▶ Problem to work on
Copy the following lines without any changes.

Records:
################

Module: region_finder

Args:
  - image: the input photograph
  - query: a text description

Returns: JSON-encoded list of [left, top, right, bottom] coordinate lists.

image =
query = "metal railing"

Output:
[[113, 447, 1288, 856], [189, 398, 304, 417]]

################

▶ Output of the task
Module: region_finder

Args:
  - image: the input photograph
  - query: a text description

Returns: JSON-encoded list of [left, top, right, bottom] coordinate lists.

image =
query = "metal railing"

Output:
[[113, 447, 1288, 856], [189, 398, 304, 417]]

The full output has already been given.